(Pointing and labeling entries)
+ + + + +
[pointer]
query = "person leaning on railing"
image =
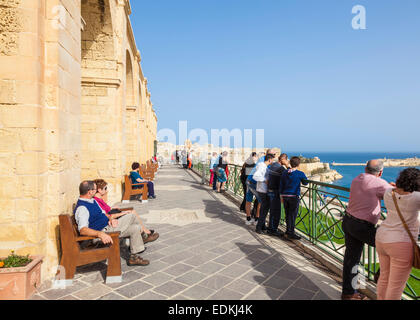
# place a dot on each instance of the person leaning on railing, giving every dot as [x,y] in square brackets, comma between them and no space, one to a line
[289,188]
[252,191]
[359,224]
[261,177]
[221,172]
[393,243]
[246,169]
[275,171]
[213,162]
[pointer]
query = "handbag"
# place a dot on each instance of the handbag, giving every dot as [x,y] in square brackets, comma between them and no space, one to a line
[416,254]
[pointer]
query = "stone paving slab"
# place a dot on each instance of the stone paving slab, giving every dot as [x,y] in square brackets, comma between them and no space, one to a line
[213,256]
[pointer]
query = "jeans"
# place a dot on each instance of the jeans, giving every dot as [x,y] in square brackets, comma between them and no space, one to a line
[356,234]
[265,206]
[275,210]
[243,181]
[291,208]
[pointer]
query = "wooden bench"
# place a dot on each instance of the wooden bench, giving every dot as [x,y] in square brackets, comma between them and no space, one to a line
[152,166]
[73,256]
[146,173]
[129,191]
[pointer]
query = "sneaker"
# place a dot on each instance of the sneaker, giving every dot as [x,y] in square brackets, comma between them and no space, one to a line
[354,296]
[136,260]
[260,231]
[293,236]
[276,233]
[248,221]
[151,237]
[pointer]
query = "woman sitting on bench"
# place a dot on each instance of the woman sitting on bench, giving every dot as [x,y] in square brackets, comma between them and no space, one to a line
[101,198]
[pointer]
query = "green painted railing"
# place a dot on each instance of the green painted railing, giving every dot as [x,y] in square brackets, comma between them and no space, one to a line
[322,209]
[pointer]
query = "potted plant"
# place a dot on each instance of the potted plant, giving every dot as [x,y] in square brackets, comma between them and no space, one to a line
[19,276]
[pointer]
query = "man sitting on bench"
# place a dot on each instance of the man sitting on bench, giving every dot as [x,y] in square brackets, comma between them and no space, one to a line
[136,178]
[102,194]
[92,222]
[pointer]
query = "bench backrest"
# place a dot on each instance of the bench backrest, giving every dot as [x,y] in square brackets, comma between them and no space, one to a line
[128,183]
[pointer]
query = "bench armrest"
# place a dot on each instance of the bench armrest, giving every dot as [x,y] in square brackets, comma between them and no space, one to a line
[139,184]
[112,234]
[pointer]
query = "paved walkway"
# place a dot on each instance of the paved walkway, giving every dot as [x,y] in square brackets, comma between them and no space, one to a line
[205,251]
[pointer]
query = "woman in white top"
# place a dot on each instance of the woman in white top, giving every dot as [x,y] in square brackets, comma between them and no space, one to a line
[393,243]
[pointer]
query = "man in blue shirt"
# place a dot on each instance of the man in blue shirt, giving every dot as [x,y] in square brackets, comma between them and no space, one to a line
[290,193]
[213,162]
[252,191]
[136,178]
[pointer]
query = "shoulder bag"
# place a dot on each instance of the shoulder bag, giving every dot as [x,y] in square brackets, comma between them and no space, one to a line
[416,248]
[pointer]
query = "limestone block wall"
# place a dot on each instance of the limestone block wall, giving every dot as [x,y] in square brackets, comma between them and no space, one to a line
[63,113]
[39,122]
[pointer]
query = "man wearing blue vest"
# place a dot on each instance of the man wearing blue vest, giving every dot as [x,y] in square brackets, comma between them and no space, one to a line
[92,222]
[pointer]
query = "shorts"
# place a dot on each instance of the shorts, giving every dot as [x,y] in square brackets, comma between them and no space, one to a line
[251,192]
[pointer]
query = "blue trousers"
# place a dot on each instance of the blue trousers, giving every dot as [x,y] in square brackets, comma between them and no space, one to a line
[275,210]
[291,208]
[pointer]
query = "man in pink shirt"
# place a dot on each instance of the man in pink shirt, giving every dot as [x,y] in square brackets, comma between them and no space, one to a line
[359,224]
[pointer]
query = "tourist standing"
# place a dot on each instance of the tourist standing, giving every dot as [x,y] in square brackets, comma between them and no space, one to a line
[274,174]
[393,243]
[359,224]
[261,177]
[137,178]
[290,192]
[252,191]
[246,169]
[221,172]
[213,162]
+ + + + +
● WRITTEN TASK: Pictures in the data above should not be copied; transcribe everything else exactly.

● RESULT FOR THIS EXERCISE:
[pointer]
query = "person leaning on railing"
image =
# place a dot on each instance of the person leaning on railing, giving every dot as [x,y] in square brackets, comma between them and no space, one to a line
[289,188]
[252,191]
[359,224]
[261,177]
[221,172]
[393,243]
[246,169]
[275,171]
[213,162]
[pointer]
query = "handbag"
# place a dot on each instance of the handbag, giving every dot as [x,y] in square brackets, comma between them and no space, one to a line
[416,254]
[pointer]
query = "stone paving slab"
# place a dot on each instance of the stone paving slab, giving every dot as [x,y] in square brackets, comma between them and no space, one to a line
[213,256]
[pointer]
query = "jeans"
# place a dot on each instance of the jeans, giving every dot as [x,y] in square brackets, comma between them and no space, one to a line
[356,234]
[265,206]
[275,210]
[243,181]
[291,208]
[pointer]
query = "wooden bench"
# place a dot on each instance of the wooden bench, giving every dot as [x,y] in square brackets, comma between them and no space, one to a line
[152,166]
[73,256]
[146,173]
[129,191]
[pointer]
query = "sneaker"
# place a dot on each instance of the sneaker, giving every dot as [x,y] in square brackets, comma between them and no space, one to a line
[354,296]
[136,260]
[260,231]
[293,236]
[276,233]
[248,221]
[151,237]
[pointer]
query = "woman sitting on bench"
# place a dot on each instance of the woman sitting on bench, giving every dot as [x,y] in square brackets, comma between them and no space, one to a line
[101,198]
[pointer]
query = "green painted railing"
# place a dot on each instance of the green painted railing, giving every dot as [x,y] in square brackets, comma between them and no space, one to a line
[322,209]
[pointer]
query = "potted plant"
# place a dot on each instance of the potted plant, giving every dot as [x,y] in square brackets, comma between them and no space, one to a line
[19,276]
[pointer]
query = "man sitting on bench"
# place a dot on each instance of the man sitting on bench, giving every dot as [x,y] in square brackets, comma between them and no space, one to a line
[136,178]
[102,194]
[92,222]
[pointer]
query = "bench backrest"
# place a dot on each instance of the bench backrest, giving every dot as [x,y] in square brackets, comma between them and no space, one to a line
[128,183]
[pointer]
query = "bench armrest"
# place a dot on each instance of the bench armrest, giving every dot as [x,y] in square brackets, comma between them and no space, one to a line
[139,184]
[112,234]
[pointer]
query = "paved walkway"
# place a dot on each instance of the paved walkway, giving every dot as [x,y] in square brackets, comma between them and no space, one to a line
[205,251]
[pointer]
query = "woman in white top"
# place a dot on each instance of the woman in white top, giving every dot as [x,y] in square brackets, comma between them and no space, one to a line
[393,243]
[pointer]
query = "man in blue shirt"
# place a dot on each instance of the man in blue shirt, giving every dot as [x,y] in square brackets, comma between them and no space, one to a line
[290,193]
[213,162]
[252,191]
[136,178]
[pointer]
query = "shoulder bag"
# place a dot on each instance of the shoulder bag, giving every dot as [x,y] in square brackets, comma between them and no space, one to a line
[416,248]
[pointer]
query = "limestone block wall"
# place a dot on each instance of the limestone block wall, giving every dot as [x,y] in square brackets, comma between them and no space, one to a line
[63,113]
[39,122]
[pointer]
query = "man wearing blue vest"
# place a dot on each instance of the man wearing blue vest, giving every dot as [x,y] in square brackets, comma between them and no space, one to a line
[92,222]
[pointer]
query = "shorts"
# place a dot on each instance of the shorts, giving every dot as [x,y] in square brackets, comma between them and no space, one to a line
[251,192]
[pointer]
query = "blue trousers"
# place a dot on each instance of the blue trousers, giving every dot as [x,y] in square brackets, comma between them and no space, one to a line
[275,210]
[291,208]
[pointer]
query = "man in pink shirt"
# place a dot on each instance of the man in pink shirt, giving every dot as [x,y] in square brackets, comma between them and no space, one to a line
[359,224]
[pointer]
query = "tourist standing"
# place a dot on each instance of the tourist standing, giving every dot as [x,y] in square brackets, comma between them and no space, one to a line
[274,174]
[393,243]
[359,224]
[261,177]
[137,178]
[290,192]
[252,191]
[246,169]
[221,172]
[213,162]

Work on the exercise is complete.